Text to read -

* Begin *

Getting started with freebsd-arm on Cubox-i2

Russell Haley russ.haley at gmail.com
Mon Dec 28 01:42:31 UTC 2015


I had the same output from my hummingboard when I had the wrong dtb file but I never confirmed the HDMI worked (my PC is down so I can't check). The i2 is the dual-lite SOM and the image has the dtb file for the dual/quad variant. It could be he's hitting a kernel panic due to mis-configuration?

Just a thought.

Russ

Sent from my BlackBerry 10 smartphone on the Koodo network.
  Original Message  
From: Ian Lepore
Sent: Sunday, December 27, 2015 4:54 PM
To: Brett Glass; freebsd-arm at freebsd.org
Subject: Re: Getting started with freebsd-arm on Cubox-i2

On Sun, 2015-12-27 at 14:45 -0700, Brett Glass wrote:
> All:
> 
> I'm interested in experimenting with FreeBSD on various small and
> embedded ARM boards during the coming year, and just acquired a CuBox
> -i2 to work with. I downloaded the file
> 
> FreeBSD-11.0-CURRENT-arm-armv6-CUBOX-HUMMINGBOARD-20151217
> -r292413.img.xz
> 
> from the FreeBSD FTP server, decompressed it, and wrote the image to
> an 8 GB micro SD card from a Windows machine. I then placed the card
> into the CuBox and tried to boot it.

* End *

Segmentation labeling entries:

* Begin *

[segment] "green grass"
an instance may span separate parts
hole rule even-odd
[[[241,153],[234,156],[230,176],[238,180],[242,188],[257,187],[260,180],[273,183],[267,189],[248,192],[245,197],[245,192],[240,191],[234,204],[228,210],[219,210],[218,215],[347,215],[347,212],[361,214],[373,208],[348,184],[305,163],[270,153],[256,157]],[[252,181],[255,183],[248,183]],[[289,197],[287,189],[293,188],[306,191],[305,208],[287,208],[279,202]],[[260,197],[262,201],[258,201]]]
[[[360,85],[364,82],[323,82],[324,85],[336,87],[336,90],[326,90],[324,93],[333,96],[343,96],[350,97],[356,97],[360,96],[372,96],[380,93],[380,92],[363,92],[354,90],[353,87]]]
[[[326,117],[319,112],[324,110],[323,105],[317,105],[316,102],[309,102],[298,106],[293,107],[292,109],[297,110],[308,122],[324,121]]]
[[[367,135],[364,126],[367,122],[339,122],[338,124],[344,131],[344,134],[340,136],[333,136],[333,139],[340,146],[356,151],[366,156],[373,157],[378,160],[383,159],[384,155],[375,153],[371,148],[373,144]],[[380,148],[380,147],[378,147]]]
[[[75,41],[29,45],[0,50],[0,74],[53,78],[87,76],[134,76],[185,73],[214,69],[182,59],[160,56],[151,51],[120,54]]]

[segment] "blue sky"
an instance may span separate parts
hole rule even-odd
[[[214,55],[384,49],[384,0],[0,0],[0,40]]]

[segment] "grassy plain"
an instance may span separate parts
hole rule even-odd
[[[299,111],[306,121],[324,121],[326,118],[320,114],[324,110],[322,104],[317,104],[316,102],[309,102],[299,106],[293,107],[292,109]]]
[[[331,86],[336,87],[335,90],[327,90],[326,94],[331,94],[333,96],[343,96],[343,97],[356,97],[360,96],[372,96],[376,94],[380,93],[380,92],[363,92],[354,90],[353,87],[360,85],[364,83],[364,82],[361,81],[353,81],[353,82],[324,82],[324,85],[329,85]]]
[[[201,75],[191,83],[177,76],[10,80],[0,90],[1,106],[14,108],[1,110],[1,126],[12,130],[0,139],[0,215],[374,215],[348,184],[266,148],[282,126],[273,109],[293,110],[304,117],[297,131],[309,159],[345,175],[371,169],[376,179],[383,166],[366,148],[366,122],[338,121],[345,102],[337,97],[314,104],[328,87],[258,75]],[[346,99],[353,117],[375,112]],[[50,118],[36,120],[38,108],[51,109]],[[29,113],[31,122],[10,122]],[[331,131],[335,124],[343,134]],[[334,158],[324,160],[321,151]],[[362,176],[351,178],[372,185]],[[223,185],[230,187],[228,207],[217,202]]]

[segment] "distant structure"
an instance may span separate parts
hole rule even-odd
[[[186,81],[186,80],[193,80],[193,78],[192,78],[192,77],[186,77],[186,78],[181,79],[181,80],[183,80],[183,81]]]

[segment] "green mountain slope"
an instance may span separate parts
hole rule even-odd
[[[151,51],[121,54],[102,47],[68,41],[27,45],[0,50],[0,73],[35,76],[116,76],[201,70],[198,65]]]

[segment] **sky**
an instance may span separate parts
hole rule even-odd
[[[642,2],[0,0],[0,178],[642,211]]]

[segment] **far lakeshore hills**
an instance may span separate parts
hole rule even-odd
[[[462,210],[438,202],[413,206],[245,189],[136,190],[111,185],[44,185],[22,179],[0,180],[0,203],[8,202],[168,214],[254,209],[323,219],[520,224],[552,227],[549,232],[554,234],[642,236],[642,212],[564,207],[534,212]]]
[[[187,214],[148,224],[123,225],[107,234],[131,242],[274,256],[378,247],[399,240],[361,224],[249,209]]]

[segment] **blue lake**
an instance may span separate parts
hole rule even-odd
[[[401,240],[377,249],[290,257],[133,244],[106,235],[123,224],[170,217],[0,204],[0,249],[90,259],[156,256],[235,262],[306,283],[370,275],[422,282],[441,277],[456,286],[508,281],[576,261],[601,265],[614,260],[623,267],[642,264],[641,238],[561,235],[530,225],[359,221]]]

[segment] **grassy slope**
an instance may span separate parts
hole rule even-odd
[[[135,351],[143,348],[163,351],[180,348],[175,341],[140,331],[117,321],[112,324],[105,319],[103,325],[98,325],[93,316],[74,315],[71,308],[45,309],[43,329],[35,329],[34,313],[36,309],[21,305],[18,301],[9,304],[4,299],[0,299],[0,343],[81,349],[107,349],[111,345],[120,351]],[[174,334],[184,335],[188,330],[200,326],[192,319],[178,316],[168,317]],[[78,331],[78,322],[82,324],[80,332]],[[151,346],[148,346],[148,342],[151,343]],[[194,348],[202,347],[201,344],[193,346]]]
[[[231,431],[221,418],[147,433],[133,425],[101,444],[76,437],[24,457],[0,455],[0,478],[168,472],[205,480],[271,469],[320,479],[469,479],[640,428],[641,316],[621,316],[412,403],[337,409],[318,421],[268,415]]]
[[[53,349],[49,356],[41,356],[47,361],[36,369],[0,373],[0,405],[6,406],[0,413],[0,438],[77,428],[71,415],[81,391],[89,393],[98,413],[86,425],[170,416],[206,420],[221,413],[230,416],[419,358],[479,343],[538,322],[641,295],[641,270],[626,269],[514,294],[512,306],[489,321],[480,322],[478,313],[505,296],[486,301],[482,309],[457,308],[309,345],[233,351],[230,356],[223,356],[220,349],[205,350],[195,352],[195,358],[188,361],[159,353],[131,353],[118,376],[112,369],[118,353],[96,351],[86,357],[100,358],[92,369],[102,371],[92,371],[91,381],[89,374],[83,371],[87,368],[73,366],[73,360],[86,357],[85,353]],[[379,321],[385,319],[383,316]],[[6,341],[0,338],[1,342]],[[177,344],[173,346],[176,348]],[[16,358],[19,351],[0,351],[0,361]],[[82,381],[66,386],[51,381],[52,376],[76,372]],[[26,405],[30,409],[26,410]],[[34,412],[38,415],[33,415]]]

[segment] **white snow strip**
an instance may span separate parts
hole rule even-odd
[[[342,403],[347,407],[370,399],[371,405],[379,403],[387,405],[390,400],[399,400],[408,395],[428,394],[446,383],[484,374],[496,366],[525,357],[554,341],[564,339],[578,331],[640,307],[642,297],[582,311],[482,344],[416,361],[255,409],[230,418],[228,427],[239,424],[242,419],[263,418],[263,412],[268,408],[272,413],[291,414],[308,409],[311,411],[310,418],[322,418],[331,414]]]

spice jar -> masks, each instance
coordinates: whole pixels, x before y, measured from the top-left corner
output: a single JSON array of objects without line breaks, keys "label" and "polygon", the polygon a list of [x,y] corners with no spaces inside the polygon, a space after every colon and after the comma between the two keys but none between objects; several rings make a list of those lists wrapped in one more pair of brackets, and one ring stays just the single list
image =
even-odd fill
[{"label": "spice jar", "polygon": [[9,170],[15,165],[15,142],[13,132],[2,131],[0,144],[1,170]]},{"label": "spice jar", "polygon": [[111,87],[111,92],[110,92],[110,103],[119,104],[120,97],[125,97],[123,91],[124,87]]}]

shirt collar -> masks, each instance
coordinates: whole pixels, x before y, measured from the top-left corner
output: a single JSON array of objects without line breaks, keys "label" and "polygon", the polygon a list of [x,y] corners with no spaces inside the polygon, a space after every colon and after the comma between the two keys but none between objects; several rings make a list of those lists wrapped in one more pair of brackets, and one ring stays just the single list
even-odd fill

* End *

Tasks and exercises -
[A] Answer these about the mailing-list message on the Cubox-i2:
(i) Which variant of the SOM is the i2, according to Russ?
(ii) How large was the micro SD card the image was written to?
(iii) What kind of machine was used to write the image to the card?
[B] Output the stretch of the mailing-list message from "I had the same" through "Just a thought.".
The data stand apart from the mailing-list message.

Task answers -
[A]
(i) The dual-lite SOM.
(ii) 8 GB.
(iii) A Windows machine.

[B]
I had the same output from my hummingboard when I had the wrong dtb file but I never confirmed the HDMI worked (my PC is down so I can't check). The i2 is the dual-lite SOM and the image has the dtb file for the dual/quad variant. It could be he's hitting a kernel panic due to mis-configuration?

Just a thought.